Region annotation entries
= = = = = = =

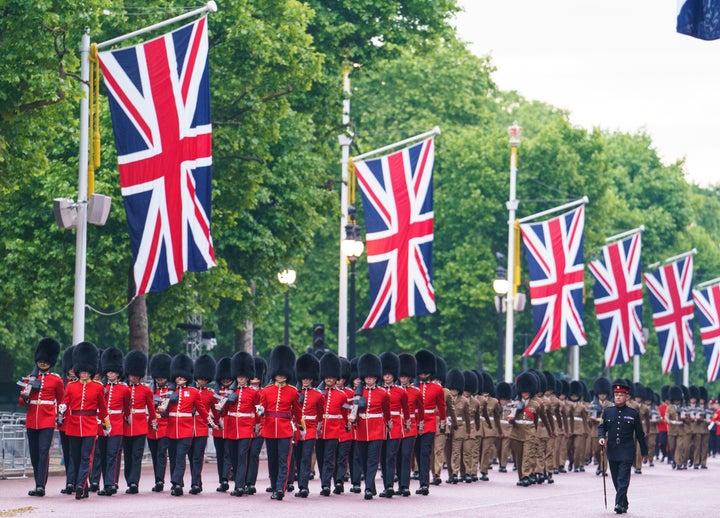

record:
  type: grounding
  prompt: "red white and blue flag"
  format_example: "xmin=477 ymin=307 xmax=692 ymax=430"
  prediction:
xmin=693 ymin=284 xmax=720 ymax=383
xmin=520 ymin=206 xmax=587 ymax=356
xmin=355 ymin=138 xmax=435 ymax=329
xmin=588 ymin=233 xmax=645 ymax=367
xmin=644 ymin=256 xmax=695 ymax=374
xmin=99 ymin=17 xmax=215 ymax=295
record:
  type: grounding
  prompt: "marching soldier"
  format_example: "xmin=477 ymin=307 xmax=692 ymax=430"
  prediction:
xmin=123 ymin=350 xmax=157 ymax=495
xmin=598 ymin=380 xmax=648 ymax=514
xmin=60 ymin=342 xmax=111 ymax=500
xmin=18 ymin=338 xmax=63 ymax=496
xmin=261 ymin=345 xmax=302 ymax=500
xmin=190 ymin=354 xmax=219 ymax=495
xmin=147 ymin=353 xmax=175 ymax=493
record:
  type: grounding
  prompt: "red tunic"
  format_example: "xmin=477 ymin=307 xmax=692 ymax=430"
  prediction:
xmin=402 ymin=385 xmax=425 ymax=437
xmin=260 ymin=384 xmax=302 ymax=439
xmin=223 ymin=385 xmax=260 ymax=440
xmin=98 ymin=383 xmax=130 ymax=437
xmin=123 ymin=384 xmax=157 ymax=437
xmin=295 ymin=388 xmax=325 ymax=441
xmin=381 ymin=385 xmax=410 ymax=439
xmin=167 ymin=387 xmax=208 ymax=439
xmin=419 ymin=381 xmax=447 ymax=433
xmin=320 ymin=387 xmax=349 ymax=439
xmin=355 ymin=387 xmax=390 ymax=442
xmin=63 ymin=381 xmax=110 ymax=437
xmin=18 ymin=372 xmax=65 ymax=430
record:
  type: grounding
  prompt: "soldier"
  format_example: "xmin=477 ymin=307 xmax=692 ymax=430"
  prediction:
xmin=379 ymin=351 xmax=410 ymax=498
xmin=123 ymin=350 xmax=157 ymax=495
xmin=190 ymin=354 xmax=219 ymax=495
xmin=18 ymin=338 xmax=63 ymax=496
xmin=147 ymin=353 xmax=175 ymax=493
xmin=316 ymin=352 xmax=348 ymax=496
xmin=396 ymin=353 xmax=425 ymax=497
xmin=415 ymin=349 xmax=447 ymax=495
xmin=60 ymin=342 xmax=111 ymax=500
xmin=260 ymin=345 xmax=302 ymax=500
xmin=212 ymin=356 xmax=235 ymax=493
xmin=598 ymin=380 xmax=648 ymax=514
xmin=348 ymin=353 xmax=392 ymax=500
xmin=95 ymin=347 xmax=130 ymax=496
xmin=294 ymin=353 xmax=325 ymax=498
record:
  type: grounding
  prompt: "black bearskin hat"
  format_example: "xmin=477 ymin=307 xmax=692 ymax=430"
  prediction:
xmin=150 ymin=353 xmax=172 ymax=380
xmin=516 ymin=371 xmax=537 ymax=394
xmin=445 ymin=368 xmax=465 ymax=393
xmin=35 ymin=338 xmax=60 ymax=368
xmin=100 ymin=347 xmax=123 ymax=377
xmin=295 ymin=353 xmax=320 ymax=383
xmin=495 ymin=381 xmax=512 ymax=399
xmin=463 ymin=371 xmax=478 ymax=394
xmin=398 ymin=353 xmax=417 ymax=379
xmin=195 ymin=354 xmax=216 ymax=383
xmin=320 ymin=351 xmax=341 ymax=380
xmin=415 ymin=349 xmax=437 ymax=376
xmin=268 ymin=345 xmax=295 ymax=382
xmin=124 ymin=349 xmax=147 ymax=378
xmin=73 ymin=342 xmax=98 ymax=376
xmin=380 ymin=351 xmax=400 ymax=379
xmin=230 ymin=351 xmax=257 ymax=380
xmin=358 ymin=353 xmax=382 ymax=380
xmin=593 ymin=376 xmax=612 ymax=396
xmin=215 ymin=356 xmax=234 ymax=383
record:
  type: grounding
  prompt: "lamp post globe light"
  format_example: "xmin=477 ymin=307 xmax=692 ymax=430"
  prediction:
xmin=278 ymin=269 xmax=297 ymax=346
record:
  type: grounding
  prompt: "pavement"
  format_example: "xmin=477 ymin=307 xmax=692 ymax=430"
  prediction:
xmin=0 ymin=456 xmax=720 ymax=518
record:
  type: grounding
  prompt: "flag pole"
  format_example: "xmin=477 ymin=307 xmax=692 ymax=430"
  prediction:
xmin=97 ymin=0 xmax=217 ymax=49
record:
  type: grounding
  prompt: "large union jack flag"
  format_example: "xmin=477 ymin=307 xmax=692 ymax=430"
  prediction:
xmin=355 ymin=138 xmax=435 ymax=329
xmin=520 ymin=206 xmax=587 ymax=356
xmin=588 ymin=233 xmax=645 ymax=367
xmin=693 ymin=284 xmax=720 ymax=383
xmin=644 ymin=256 xmax=695 ymax=374
xmin=100 ymin=17 xmax=215 ymax=295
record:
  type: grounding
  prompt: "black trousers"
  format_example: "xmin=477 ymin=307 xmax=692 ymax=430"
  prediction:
xmin=396 ymin=437 xmax=416 ymax=489
xmin=380 ymin=439 xmax=400 ymax=489
xmin=355 ymin=440 xmax=383 ymax=493
xmin=190 ymin=435 xmax=207 ymax=489
xmin=168 ymin=437 xmax=193 ymax=487
xmin=60 ymin=432 xmax=75 ymax=486
xmin=70 ymin=435 xmax=97 ymax=489
xmin=148 ymin=437 xmax=169 ymax=483
xmin=415 ymin=432 xmax=435 ymax=487
xmin=608 ymin=460 xmax=633 ymax=507
xmin=293 ymin=439 xmax=315 ymax=489
xmin=245 ymin=437 xmax=265 ymax=486
xmin=27 ymin=428 xmax=55 ymax=488
xmin=123 ymin=435 xmax=147 ymax=486
xmin=265 ymin=437 xmax=292 ymax=492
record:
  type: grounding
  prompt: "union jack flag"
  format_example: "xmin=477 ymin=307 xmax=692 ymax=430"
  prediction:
xmin=693 ymin=284 xmax=720 ymax=383
xmin=520 ymin=206 xmax=587 ymax=356
xmin=99 ymin=17 xmax=215 ymax=295
xmin=355 ymin=138 xmax=435 ymax=329
xmin=588 ymin=233 xmax=645 ymax=367
xmin=644 ymin=256 xmax=695 ymax=374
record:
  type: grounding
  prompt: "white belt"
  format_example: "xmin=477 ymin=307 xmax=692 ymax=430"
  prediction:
xmin=228 ymin=412 xmax=255 ymax=417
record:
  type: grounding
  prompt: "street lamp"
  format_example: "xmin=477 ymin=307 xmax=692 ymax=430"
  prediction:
xmin=278 ymin=269 xmax=297 ymax=346
xmin=493 ymin=252 xmax=510 ymax=380
xmin=342 ymin=205 xmax=365 ymax=360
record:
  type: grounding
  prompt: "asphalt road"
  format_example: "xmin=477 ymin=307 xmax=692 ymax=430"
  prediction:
xmin=0 ymin=457 xmax=720 ymax=518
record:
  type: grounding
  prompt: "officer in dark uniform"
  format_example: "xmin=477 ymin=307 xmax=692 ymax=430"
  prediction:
xmin=598 ymin=380 xmax=648 ymax=514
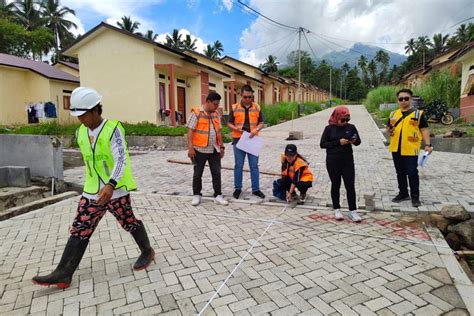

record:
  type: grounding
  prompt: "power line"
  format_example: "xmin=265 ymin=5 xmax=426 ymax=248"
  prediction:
xmin=226 ymin=32 xmax=297 ymax=55
xmin=237 ymin=0 xmax=298 ymax=30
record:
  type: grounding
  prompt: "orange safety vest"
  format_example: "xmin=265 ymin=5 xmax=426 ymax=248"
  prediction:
xmin=192 ymin=108 xmax=220 ymax=147
xmin=232 ymin=102 xmax=260 ymax=138
xmin=281 ymin=154 xmax=313 ymax=182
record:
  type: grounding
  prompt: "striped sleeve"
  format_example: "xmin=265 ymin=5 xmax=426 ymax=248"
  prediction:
xmin=110 ymin=128 xmax=127 ymax=183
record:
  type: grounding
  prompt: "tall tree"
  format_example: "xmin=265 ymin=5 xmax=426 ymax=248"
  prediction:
xmin=260 ymin=55 xmax=280 ymax=74
xmin=367 ymin=59 xmax=377 ymax=87
xmin=204 ymin=40 xmax=224 ymax=59
xmin=405 ymin=38 xmax=416 ymax=55
xmin=357 ymin=55 xmax=369 ymax=86
xmin=375 ymin=49 xmax=390 ymax=83
xmin=143 ymin=30 xmax=158 ymax=41
xmin=165 ymin=29 xmax=183 ymax=49
xmin=183 ymin=34 xmax=197 ymax=50
xmin=416 ymin=35 xmax=433 ymax=69
xmin=212 ymin=40 xmax=224 ymax=59
xmin=11 ymin=0 xmax=44 ymax=31
xmin=41 ymin=0 xmax=77 ymax=55
xmin=454 ymin=24 xmax=470 ymax=44
xmin=117 ymin=15 xmax=141 ymax=35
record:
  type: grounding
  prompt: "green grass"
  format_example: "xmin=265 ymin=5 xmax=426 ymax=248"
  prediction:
xmin=0 ymin=122 xmax=187 ymax=136
xmin=364 ymin=86 xmax=398 ymax=112
xmin=262 ymin=102 xmax=328 ymax=126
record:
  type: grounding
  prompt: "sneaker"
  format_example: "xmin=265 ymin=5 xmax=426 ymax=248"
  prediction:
xmin=411 ymin=198 xmax=421 ymax=207
xmin=214 ymin=194 xmax=229 ymax=205
xmin=392 ymin=193 xmax=410 ymax=203
xmin=252 ymin=190 xmax=265 ymax=199
xmin=191 ymin=195 xmax=201 ymax=206
xmin=349 ymin=211 xmax=362 ymax=223
xmin=232 ymin=189 xmax=242 ymax=199
xmin=298 ymin=193 xmax=306 ymax=205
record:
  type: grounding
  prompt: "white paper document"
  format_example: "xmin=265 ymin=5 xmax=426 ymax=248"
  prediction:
xmin=236 ymin=131 xmax=263 ymax=157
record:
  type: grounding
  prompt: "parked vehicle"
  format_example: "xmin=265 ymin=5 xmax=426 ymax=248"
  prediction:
xmin=420 ymin=99 xmax=454 ymax=125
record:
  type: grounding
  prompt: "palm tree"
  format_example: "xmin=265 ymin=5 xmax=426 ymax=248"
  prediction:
xmin=10 ymin=0 xmax=44 ymax=31
xmin=405 ymin=38 xmax=416 ymax=55
xmin=212 ymin=40 xmax=224 ymax=59
xmin=41 ymin=0 xmax=77 ymax=57
xmin=183 ymin=34 xmax=197 ymax=50
xmin=416 ymin=35 xmax=433 ymax=69
xmin=204 ymin=40 xmax=224 ymax=59
xmin=367 ymin=59 xmax=377 ymax=87
xmin=165 ymin=29 xmax=183 ymax=49
xmin=143 ymin=30 xmax=158 ymax=41
xmin=204 ymin=44 xmax=214 ymax=58
xmin=0 ymin=0 xmax=13 ymax=18
xmin=375 ymin=50 xmax=390 ymax=83
xmin=260 ymin=55 xmax=280 ymax=73
xmin=454 ymin=24 xmax=469 ymax=44
xmin=433 ymin=33 xmax=449 ymax=55
xmin=117 ymin=15 xmax=141 ymax=35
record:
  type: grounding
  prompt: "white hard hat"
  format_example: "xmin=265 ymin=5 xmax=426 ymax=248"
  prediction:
xmin=69 ymin=87 xmax=102 ymax=116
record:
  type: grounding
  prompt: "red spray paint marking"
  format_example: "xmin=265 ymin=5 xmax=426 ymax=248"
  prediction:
xmin=308 ymin=214 xmax=430 ymax=240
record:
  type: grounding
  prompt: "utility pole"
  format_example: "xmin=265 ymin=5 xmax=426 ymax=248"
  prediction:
xmin=298 ymin=27 xmax=303 ymax=117
xmin=329 ymin=66 xmax=332 ymax=107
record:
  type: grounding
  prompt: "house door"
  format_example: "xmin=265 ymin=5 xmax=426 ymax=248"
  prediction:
xmin=178 ymin=87 xmax=186 ymax=124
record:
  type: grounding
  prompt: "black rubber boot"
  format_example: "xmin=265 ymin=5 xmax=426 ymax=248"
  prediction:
xmin=132 ymin=221 xmax=155 ymax=271
xmin=33 ymin=237 xmax=89 ymax=289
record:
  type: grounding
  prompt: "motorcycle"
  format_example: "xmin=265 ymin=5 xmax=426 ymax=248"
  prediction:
xmin=423 ymin=99 xmax=454 ymax=125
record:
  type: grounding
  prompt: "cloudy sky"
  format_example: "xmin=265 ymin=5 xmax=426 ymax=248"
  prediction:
xmin=57 ymin=0 xmax=474 ymax=65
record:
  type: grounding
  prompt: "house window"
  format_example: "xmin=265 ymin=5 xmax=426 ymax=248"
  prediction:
xmin=63 ymin=95 xmax=71 ymax=110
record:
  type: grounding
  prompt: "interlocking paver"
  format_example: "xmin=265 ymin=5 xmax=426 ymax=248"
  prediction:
xmin=0 ymin=107 xmax=471 ymax=315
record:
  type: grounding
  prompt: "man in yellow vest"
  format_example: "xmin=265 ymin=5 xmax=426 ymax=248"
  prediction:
xmin=387 ymin=89 xmax=433 ymax=207
xmin=187 ymin=92 xmax=229 ymax=206
xmin=227 ymin=85 xmax=265 ymax=199
xmin=33 ymin=87 xmax=155 ymax=288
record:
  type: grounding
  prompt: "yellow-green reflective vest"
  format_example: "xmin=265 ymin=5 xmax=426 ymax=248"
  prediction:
xmin=77 ymin=120 xmax=137 ymax=194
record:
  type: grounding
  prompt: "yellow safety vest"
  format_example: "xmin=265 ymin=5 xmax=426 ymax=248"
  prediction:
xmin=77 ymin=120 xmax=137 ymax=194
xmin=389 ymin=109 xmax=423 ymax=156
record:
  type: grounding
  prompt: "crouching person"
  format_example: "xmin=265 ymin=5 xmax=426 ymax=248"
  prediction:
xmin=33 ymin=87 xmax=155 ymax=288
xmin=274 ymin=144 xmax=313 ymax=204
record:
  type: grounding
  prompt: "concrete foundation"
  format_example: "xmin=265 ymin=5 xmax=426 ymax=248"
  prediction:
xmin=0 ymin=135 xmax=63 ymax=180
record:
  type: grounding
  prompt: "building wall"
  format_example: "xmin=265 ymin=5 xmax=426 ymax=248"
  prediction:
xmin=54 ymin=64 xmax=79 ymax=78
xmin=78 ymin=30 xmax=157 ymax=123
xmin=0 ymin=66 xmax=28 ymax=125
xmin=48 ymin=80 xmax=79 ymax=124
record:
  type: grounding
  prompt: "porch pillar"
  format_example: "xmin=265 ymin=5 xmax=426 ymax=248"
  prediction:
xmin=229 ymin=81 xmax=235 ymax=106
xmin=201 ymin=71 xmax=209 ymax=105
xmin=168 ymin=64 xmax=178 ymax=126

= = = = = = =

* **Given exercise**
Pick out each line in the items above that contains the string "yellow", and copy those lines.

* **Written response**
  prompt: "man in yellow vest"
  prompt: "yellow-green reflective vest"
  prompt: "yellow safety vest"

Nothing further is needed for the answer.